--- Source passage Enclosed Below ---

STEVE INSKEEP, HOST:

What did a visit by members of Congress reveal about U.S. border detention facilities? A group of lawmakers went yesterday to sites in Texas, and they emerged with a haunting photo of women in despair, along with descriptions of women in crowded conditions and short of clean water. One of the lawmakers was Norma Torres, a Democrat of California, and she is on the line. Congresswoman, welcome to the program.

NORMA TORRES: Yes. Good morning, Steve.

INSKEEP: How much access did you get as you toured the facilities?

TORRES: Not very much access. There was a lot of reluctance on CBP to allow us to have a conversation with adults that were in detention cell facilities, that were in cages, and certainly they did not allow us to speak to the children.

INSKEEP: And yet it seems they told some of you something. What did you hear?

TORRES: Absolutely. Some of the women told members of Congress that they were not being treated well, that they were - there was no running water within the cells. And, you know, by the way, had members of Congress not insisted on going and stepping into those cells, we would have never found out, looking from the outside through a clear glass window, that there wasn't running water inside that facility, that the only running water that they had was coming out of a toilet.

INSKEEP: Representative Torres, the detail of the toilet water is so explosive - I mean, it's something that would kill people - that I have to just ask about that detail. Do they mean to say that they had to use a device that is a kind of combination sink and toilet in one fixture or did they mean literally being told to drink toilet water?

TORRES: They meant literally being told to drink water from the toilet, water that is sitting within a toilet bowl, and that's why the paper cups looks so disgusting.

INSKEEP: I'm a little surprised that conditions would appear so bad in a facility that the Border Patrol knew you were coming to visit - right? - or Customs and Border Protection knew you were coming to visit, right?

TORRES: Absolutely. And I don't expect border agents to be changing diapers. But I also don't expect the U.S. government to be holding toddlers in a jail facility. Who have we become?

--- End of Enclosed Source passage ---
--- Records supplied Enclosed Below ---

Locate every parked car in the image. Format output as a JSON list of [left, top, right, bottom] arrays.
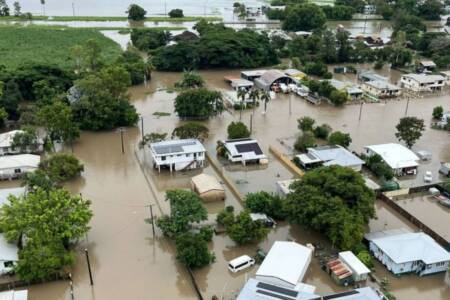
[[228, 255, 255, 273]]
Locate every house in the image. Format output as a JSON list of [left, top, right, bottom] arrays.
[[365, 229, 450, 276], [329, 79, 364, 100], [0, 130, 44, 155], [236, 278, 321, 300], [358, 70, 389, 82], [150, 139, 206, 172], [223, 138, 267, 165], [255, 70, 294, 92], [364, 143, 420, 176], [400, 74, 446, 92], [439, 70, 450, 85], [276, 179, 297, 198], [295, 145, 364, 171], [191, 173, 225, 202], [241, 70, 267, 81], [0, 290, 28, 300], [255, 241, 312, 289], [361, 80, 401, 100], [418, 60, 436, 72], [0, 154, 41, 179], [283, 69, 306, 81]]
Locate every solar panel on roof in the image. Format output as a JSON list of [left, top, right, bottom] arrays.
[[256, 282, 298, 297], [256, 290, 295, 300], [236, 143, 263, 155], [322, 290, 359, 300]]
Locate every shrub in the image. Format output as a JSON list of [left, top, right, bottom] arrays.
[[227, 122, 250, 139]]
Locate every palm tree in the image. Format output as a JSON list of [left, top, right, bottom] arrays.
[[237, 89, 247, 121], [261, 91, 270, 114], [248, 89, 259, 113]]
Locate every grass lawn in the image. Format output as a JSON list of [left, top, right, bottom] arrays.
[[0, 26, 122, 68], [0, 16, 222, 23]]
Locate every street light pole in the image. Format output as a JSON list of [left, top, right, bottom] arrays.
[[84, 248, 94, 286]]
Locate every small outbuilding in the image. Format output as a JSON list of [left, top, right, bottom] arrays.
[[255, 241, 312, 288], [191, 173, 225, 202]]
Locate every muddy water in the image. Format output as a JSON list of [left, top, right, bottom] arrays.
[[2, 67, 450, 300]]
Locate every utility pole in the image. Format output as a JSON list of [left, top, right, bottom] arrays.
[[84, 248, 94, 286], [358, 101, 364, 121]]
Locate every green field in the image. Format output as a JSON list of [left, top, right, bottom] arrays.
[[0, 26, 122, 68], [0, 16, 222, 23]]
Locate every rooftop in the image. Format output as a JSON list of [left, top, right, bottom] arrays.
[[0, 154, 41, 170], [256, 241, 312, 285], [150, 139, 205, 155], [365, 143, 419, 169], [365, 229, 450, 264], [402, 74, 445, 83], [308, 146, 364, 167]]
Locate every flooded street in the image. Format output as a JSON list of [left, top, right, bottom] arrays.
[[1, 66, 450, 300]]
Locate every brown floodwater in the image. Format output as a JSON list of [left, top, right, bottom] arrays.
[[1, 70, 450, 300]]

--- End of Enclosed Records supplied ---
--- Records supplied Enclosed Below ---

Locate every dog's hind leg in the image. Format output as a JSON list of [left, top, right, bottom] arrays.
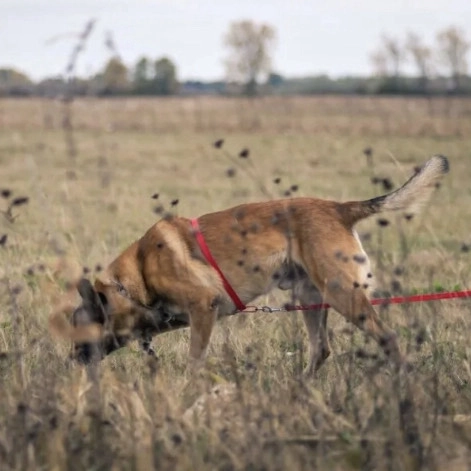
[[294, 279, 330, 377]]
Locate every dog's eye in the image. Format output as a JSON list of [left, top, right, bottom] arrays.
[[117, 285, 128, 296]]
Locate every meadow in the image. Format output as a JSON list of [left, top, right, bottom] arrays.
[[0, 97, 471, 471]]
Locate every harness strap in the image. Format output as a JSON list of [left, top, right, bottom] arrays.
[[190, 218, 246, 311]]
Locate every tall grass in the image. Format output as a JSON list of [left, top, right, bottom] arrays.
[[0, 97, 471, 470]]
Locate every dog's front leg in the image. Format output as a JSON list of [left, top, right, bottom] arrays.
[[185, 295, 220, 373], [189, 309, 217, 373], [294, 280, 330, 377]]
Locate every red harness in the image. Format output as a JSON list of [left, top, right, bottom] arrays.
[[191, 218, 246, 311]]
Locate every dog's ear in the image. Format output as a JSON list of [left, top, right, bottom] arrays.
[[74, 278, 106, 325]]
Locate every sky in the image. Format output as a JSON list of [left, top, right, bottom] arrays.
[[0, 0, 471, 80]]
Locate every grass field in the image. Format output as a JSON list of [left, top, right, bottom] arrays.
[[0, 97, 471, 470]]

--- End of Enclosed Records supplied ---
--- Records supplied Enclosed Below ---

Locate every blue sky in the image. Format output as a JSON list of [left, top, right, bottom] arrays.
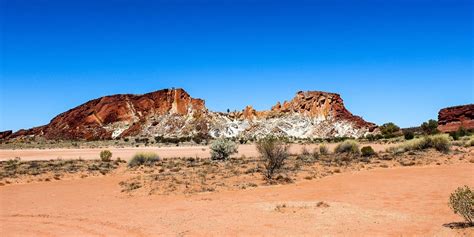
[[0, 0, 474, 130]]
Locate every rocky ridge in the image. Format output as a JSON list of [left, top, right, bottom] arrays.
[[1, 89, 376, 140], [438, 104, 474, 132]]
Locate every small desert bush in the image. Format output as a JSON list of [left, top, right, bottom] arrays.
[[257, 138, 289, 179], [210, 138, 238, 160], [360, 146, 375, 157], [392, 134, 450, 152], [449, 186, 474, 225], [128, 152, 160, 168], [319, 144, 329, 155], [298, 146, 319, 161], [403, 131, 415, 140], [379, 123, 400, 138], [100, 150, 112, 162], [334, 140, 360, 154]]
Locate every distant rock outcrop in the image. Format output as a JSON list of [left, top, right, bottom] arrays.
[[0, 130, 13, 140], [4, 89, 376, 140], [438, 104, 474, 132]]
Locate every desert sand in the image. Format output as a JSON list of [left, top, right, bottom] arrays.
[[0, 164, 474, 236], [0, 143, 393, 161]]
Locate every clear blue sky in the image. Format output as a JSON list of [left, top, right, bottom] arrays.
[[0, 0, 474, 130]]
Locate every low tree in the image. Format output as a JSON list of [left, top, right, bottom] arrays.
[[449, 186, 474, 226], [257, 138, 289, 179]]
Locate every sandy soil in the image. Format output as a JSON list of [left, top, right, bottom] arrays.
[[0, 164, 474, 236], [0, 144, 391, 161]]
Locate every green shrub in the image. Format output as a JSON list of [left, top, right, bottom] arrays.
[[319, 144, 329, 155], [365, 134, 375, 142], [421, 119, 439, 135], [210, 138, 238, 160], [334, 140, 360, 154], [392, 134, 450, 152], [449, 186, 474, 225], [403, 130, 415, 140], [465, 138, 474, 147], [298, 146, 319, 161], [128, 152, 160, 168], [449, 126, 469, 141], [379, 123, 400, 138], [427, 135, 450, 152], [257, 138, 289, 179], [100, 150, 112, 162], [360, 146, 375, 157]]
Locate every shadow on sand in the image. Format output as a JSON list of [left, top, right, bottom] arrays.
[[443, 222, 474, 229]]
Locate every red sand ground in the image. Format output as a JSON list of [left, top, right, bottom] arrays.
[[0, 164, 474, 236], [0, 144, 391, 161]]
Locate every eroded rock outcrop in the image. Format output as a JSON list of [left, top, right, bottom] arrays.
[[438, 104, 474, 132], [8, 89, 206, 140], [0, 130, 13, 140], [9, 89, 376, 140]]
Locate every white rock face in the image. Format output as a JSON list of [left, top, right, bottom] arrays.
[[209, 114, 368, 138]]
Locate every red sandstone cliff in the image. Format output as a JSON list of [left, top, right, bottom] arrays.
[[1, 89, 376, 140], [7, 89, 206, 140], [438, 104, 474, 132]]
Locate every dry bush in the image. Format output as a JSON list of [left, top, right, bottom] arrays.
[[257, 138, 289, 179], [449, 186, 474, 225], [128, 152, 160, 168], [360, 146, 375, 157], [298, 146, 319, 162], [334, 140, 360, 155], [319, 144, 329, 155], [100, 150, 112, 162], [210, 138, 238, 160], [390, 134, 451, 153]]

--- End of Enclosed Records supplied ---

Output the full interview about the congressional visit to Texas border detention facilities, word for word. Nothing in the rows is needed here.

STEVE INSKEEP, HOST:

What did a visit by members of Congress reveal about U.S. border detention facilities? A group of lawmakers went yesterday to sites in Texas, and they emerged with a haunting photo of women in despair, along with descriptions of women in crowded conditions and short of clean water. One of the lawmakers was Norma Torres, a Democrat of California, and she is on the line. Congresswoman, welcome to the program.

NORMA TORRES: Yes. Good morning, Steve.

INSKEEP: How much access did you get as you toured the facilities?

TORRES: Not very much access. There was a lot of reluctance on CBP to allow us to have a conversation with adults that were in detention cell facilities, that were in cages, and certainly they did not allow us to speak to the children.

INSKEEP: And yet it seems they told some of you something. What did you hear?

TORRES: Absolutely. Some of the women told members of Congress that they were not being treated well, that they were - there was no running water within the cells. And, you know, by the way, had members of Congress not insisted on going and stepping into those cells, we would have never found out, looking from the outside through a clear glass window, that there wasn't running water inside that facility, that the only running water that they had was coming out of a toilet.

INSKEEP: Representative Torres, the detail of the toilet water is so explosive - I mean, it's something that would kill people - that I have to just ask about that detail. Do they mean to say that they had to use a device that is a kind of combination sink and toilet in one fixture or did they mean literally being told to drink toilet water?

TORRES: They meant literally being told to drink water from the toilet, water that is sitting within a toilet bowl, and that's why the paper cups looks so disgusting.

INSKEEP: I'm a little surprised that conditions would appear so bad in a facility that the Border Patrol knew you were coming to visit - right? - or Customs and Border Protection knew you were coming to visit, right?

TORRES: Absolutely. And I don't expect border agents to be changing diapers. But I also don't expect the U.S. government to be holding toddlers in a jail facility. Who have we become?